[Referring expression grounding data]
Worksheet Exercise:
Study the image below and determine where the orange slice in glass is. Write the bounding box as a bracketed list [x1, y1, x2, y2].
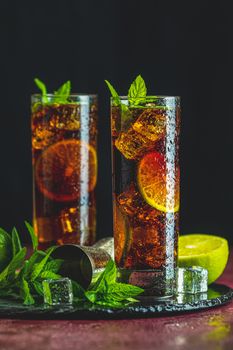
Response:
[137, 151, 180, 213]
[36, 139, 97, 202]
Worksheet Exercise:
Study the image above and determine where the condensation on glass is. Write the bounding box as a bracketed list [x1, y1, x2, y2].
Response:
[111, 96, 180, 297]
[31, 94, 98, 247]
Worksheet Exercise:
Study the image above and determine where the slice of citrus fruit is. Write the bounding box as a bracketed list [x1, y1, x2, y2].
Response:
[36, 139, 97, 202]
[179, 234, 229, 284]
[137, 151, 179, 213]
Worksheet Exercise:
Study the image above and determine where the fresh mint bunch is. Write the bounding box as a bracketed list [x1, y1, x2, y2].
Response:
[34, 78, 71, 104]
[0, 222, 62, 305]
[0, 224, 143, 308]
[84, 259, 143, 308]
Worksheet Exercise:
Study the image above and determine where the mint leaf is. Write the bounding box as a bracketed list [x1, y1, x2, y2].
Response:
[54, 80, 71, 103]
[33, 281, 44, 296]
[43, 259, 64, 274]
[34, 78, 48, 103]
[42, 280, 52, 304]
[72, 281, 86, 300]
[90, 259, 116, 293]
[106, 283, 143, 301]
[30, 247, 56, 281]
[0, 228, 12, 272]
[25, 221, 38, 251]
[0, 248, 27, 288]
[11, 227, 22, 256]
[85, 290, 98, 303]
[105, 80, 121, 106]
[20, 278, 35, 305]
[22, 250, 46, 279]
[40, 271, 61, 280]
[128, 75, 147, 106]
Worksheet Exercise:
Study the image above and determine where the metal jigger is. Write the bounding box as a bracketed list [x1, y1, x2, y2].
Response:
[51, 238, 114, 289]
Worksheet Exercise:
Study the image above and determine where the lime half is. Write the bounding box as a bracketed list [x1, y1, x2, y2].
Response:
[178, 234, 229, 284]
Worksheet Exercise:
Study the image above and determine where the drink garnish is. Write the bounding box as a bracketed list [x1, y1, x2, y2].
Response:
[35, 139, 97, 202]
[34, 78, 71, 104]
[137, 151, 180, 213]
[105, 74, 147, 109]
[179, 234, 229, 284]
[0, 224, 143, 307]
[128, 75, 147, 106]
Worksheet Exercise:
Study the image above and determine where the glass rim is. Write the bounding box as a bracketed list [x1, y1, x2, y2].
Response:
[112, 95, 180, 100]
[31, 93, 98, 98]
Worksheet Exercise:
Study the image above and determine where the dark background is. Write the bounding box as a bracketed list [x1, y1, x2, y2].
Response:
[0, 0, 232, 243]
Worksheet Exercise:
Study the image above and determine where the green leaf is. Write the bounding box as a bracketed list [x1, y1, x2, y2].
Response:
[128, 75, 147, 106]
[20, 278, 35, 305]
[34, 78, 48, 103]
[90, 259, 116, 293]
[72, 281, 86, 300]
[43, 259, 64, 274]
[11, 227, 22, 256]
[22, 250, 46, 279]
[25, 221, 38, 251]
[30, 247, 56, 281]
[33, 281, 44, 296]
[42, 280, 52, 304]
[105, 282, 143, 301]
[40, 271, 61, 280]
[0, 228, 12, 272]
[105, 80, 121, 106]
[54, 80, 71, 103]
[0, 248, 27, 288]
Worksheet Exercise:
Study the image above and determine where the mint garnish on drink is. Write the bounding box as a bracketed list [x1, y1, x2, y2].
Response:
[0, 224, 143, 307]
[105, 75, 148, 128]
[105, 74, 147, 109]
[34, 78, 71, 104]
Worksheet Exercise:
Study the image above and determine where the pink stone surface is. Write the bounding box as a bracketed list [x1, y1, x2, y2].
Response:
[0, 251, 232, 350]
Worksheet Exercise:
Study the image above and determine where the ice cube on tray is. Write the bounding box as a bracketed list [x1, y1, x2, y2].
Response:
[42, 278, 73, 305]
[176, 266, 208, 294]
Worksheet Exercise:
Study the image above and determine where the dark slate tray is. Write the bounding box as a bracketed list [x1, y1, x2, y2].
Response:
[0, 283, 232, 320]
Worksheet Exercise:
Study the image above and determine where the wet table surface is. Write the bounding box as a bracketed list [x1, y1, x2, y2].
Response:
[0, 251, 232, 350]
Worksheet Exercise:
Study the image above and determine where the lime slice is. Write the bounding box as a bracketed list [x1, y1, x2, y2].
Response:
[178, 234, 229, 284]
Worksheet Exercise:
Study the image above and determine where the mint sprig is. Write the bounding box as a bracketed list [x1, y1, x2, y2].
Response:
[0, 223, 62, 305]
[83, 259, 143, 307]
[0, 224, 144, 308]
[34, 78, 48, 103]
[34, 78, 71, 104]
[105, 75, 149, 130]
[105, 75, 148, 108]
[104, 80, 121, 106]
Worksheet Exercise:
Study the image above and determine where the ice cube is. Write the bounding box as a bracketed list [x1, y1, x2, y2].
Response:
[49, 104, 80, 131]
[42, 278, 73, 305]
[176, 292, 208, 304]
[176, 266, 208, 294]
[32, 126, 57, 149]
[124, 224, 166, 269]
[117, 183, 161, 224]
[115, 128, 154, 159]
[59, 205, 96, 245]
[60, 207, 80, 235]
[132, 109, 166, 142]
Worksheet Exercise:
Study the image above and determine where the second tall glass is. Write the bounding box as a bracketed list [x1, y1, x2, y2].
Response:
[31, 94, 98, 246]
[111, 96, 180, 297]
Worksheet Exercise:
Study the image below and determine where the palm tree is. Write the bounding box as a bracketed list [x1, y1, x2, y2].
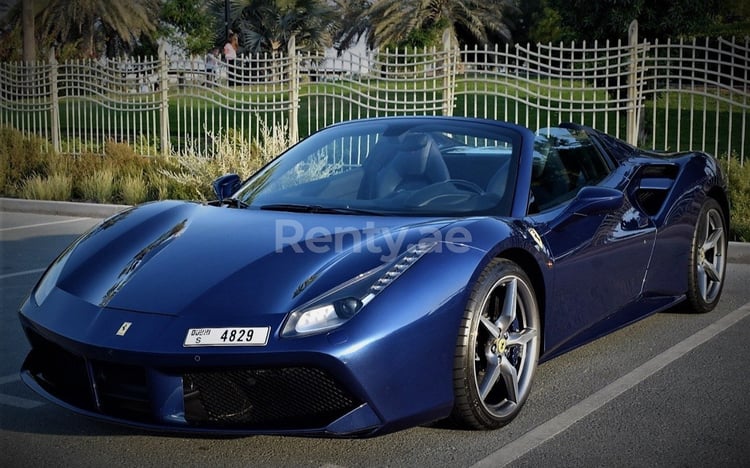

Task details ▸ Keep every word of the records exact as you write them out, but drop the pictures.

Task result ▸
Worksheet Exercise:
Study the image below and determine where the orange slice in glass is. Write the bounding box as a bracketed list [x1, y1, x2, y2].
Response:
[137, 151, 180, 213]
[36, 139, 97, 202]
Worksheet Exercise:
Study the image above and determine where the condensation on glass is. Write the bounding box as a bracketed list [x1, y1, x2, y2].
Response:
[111, 96, 180, 297]
[31, 94, 98, 247]
Worksheet Exercise:
Study the image above and determine where the slice of citrus fruit is. Write the bounding box as a bracketed list [x1, y1, x2, y2].
Response:
[36, 139, 97, 202]
[179, 234, 229, 284]
[137, 151, 179, 213]
Worksheet Exercise:
Study the image above and determine where the fresh mint bunch is. Write the bounding box as a bracketed list [x1, y1, x2, y2].
Response:
[34, 78, 71, 104]
[0, 222, 62, 305]
[0, 224, 143, 308]
[84, 259, 143, 308]
Worksheet Exercise:
Study the image above and determine where the mint leaf is. Write the bounding box as a bracketed list [x1, y1, x2, y2].
Response:
[54, 80, 71, 103]
[33, 281, 44, 296]
[43, 259, 64, 274]
[34, 78, 48, 103]
[42, 280, 52, 304]
[72, 281, 86, 300]
[90, 259, 116, 293]
[106, 283, 143, 301]
[30, 247, 56, 281]
[0, 228, 12, 272]
[25, 221, 38, 251]
[0, 248, 27, 288]
[11, 227, 22, 256]
[85, 290, 98, 303]
[105, 80, 121, 106]
[20, 278, 35, 305]
[22, 250, 46, 279]
[40, 271, 61, 280]
[128, 75, 147, 106]
Worksheet Exercise:
Study the image above and determine where the metal jigger is. Write the bounding box as a bracketed list [x1, y1, x2, y2].
Response:
[51, 238, 114, 289]
Worksheet Exercise:
Study the image above and determine where the lime half is. Write the bounding box as a bracketed list [x1, y1, x2, y2].
Response:
[178, 234, 229, 284]
Worksheet Exercise:
Study the image above and determine where the drink garnish is. Write the bounding box as a bracketed list [x1, y1, x2, y2].
Response:
[35, 139, 97, 202]
[34, 78, 71, 104]
[137, 151, 180, 213]
[105, 74, 147, 109]
[179, 234, 229, 284]
[0, 224, 143, 307]
[128, 75, 147, 106]
Worksheet Exercise:
Study the image above and determine where the glass rim is. Write the bounding box as a bracketed list [x1, y1, x2, y2].
Response:
[112, 95, 180, 100]
[31, 93, 98, 98]
Worksheet Exercise:
Study the image above and determine where the dark background is. Write the bounding box as a bracketed list [x1, y1, x2, y2].
Response:
[0, 0, 232, 243]
Worksheet Exercise:
Study the image above and determine where the green leaf is. Write the bounding box as a bracketed list [x1, y1, x2, y2].
Response:
[128, 75, 147, 106]
[20, 278, 35, 305]
[34, 78, 48, 103]
[90, 259, 116, 293]
[72, 281, 86, 300]
[43, 259, 64, 274]
[11, 227, 22, 256]
[22, 250, 46, 279]
[25, 221, 38, 251]
[30, 247, 56, 281]
[33, 281, 44, 296]
[42, 280, 52, 304]
[105, 282, 143, 301]
[40, 271, 61, 280]
[0, 228, 12, 272]
[105, 80, 121, 106]
[54, 80, 71, 103]
[0, 248, 27, 288]
Worksheet Exercise:
Study the image above and determine where the mint garnish on drink is. Write the bounding box as a bracketed list [x1, y1, x2, y2].
Response:
[0, 224, 143, 307]
[105, 75, 148, 128]
[105, 74, 147, 109]
[34, 78, 71, 104]
Worksheet Exercise:
Study the image above and determine where the pink stone surface is. Write the bounding box as a bracketed list [x1, y1, x2, y2].
Response:
[0, 251, 232, 350]
Worksheet Exercise:
Study the image above and determine where the ice cube on tray is. Write the bounding box as a bracketed list [x1, y1, x2, y2].
Response:
[42, 278, 73, 305]
[176, 266, 208, 294]
Worksheet Exercise:
Study the image above and determine where the dark slate tray is. Write the bounding box as a bracketed list [x1, y1, x2, y2].
Response:
[0, 283, 232, 320]
Worksheet Exercise:
Study the image above and determine where the wet table surface is. Write the bounding box as a bracketed list [x1, y1, x2, y2].
Response:
[0, 251, 232, 350]
Worksheet Exercise:
Study the image above and determine where the lime slice is. Write the bounding box as a bracketed list [x1, y1, x2, y2].
Response:
[178, 234, 229, 284]
Worksheet Exercise:
Study the image above and determine where the mint sprig is. Write the bounding box as a bracketed list [x1, y1, x2, y2].
Response:
[0, 223, 62, 305]
[83, 259, 143, 307]
[0, 224, 144, 308]
[34, 78, 48, 103]
[34, 78, 71, 104]
[105, 75, 149, 130]
[105, 75, 148, 108]
[104, 80, 121, 106]
Worksheet Exercise:
Study the image above and determine where the ice cube is. Write the bounding box as a bracketed list [x1, y1, x2, y2].
Response:
[49, 104, 80, 131]
[42, 278, 73, 305]
[176, 292, 208, 304]
[176, 266, 208, 294]
[32, 126, 57, 149]
[124, 224, 166, 269]
[117, 183, 161, 224]
[115, 128, 154, 159]
[59, 205, 96, 245]
[60, 207, 80, 235]
[132, 109, 166, 142]
Worksheet Exercise:
Study the image above and determine where the second tall glass is. Write the bounding box as a bracketed list [x1, y1, x2, y2].
Response:
[31, 94, 98, 246]
[111, 96, 180, 297]
Worksheet Exercise:
Study the image below and determine where the palm tree is. Write the bounding box as a bracketed list [x1, y1, x2, y2].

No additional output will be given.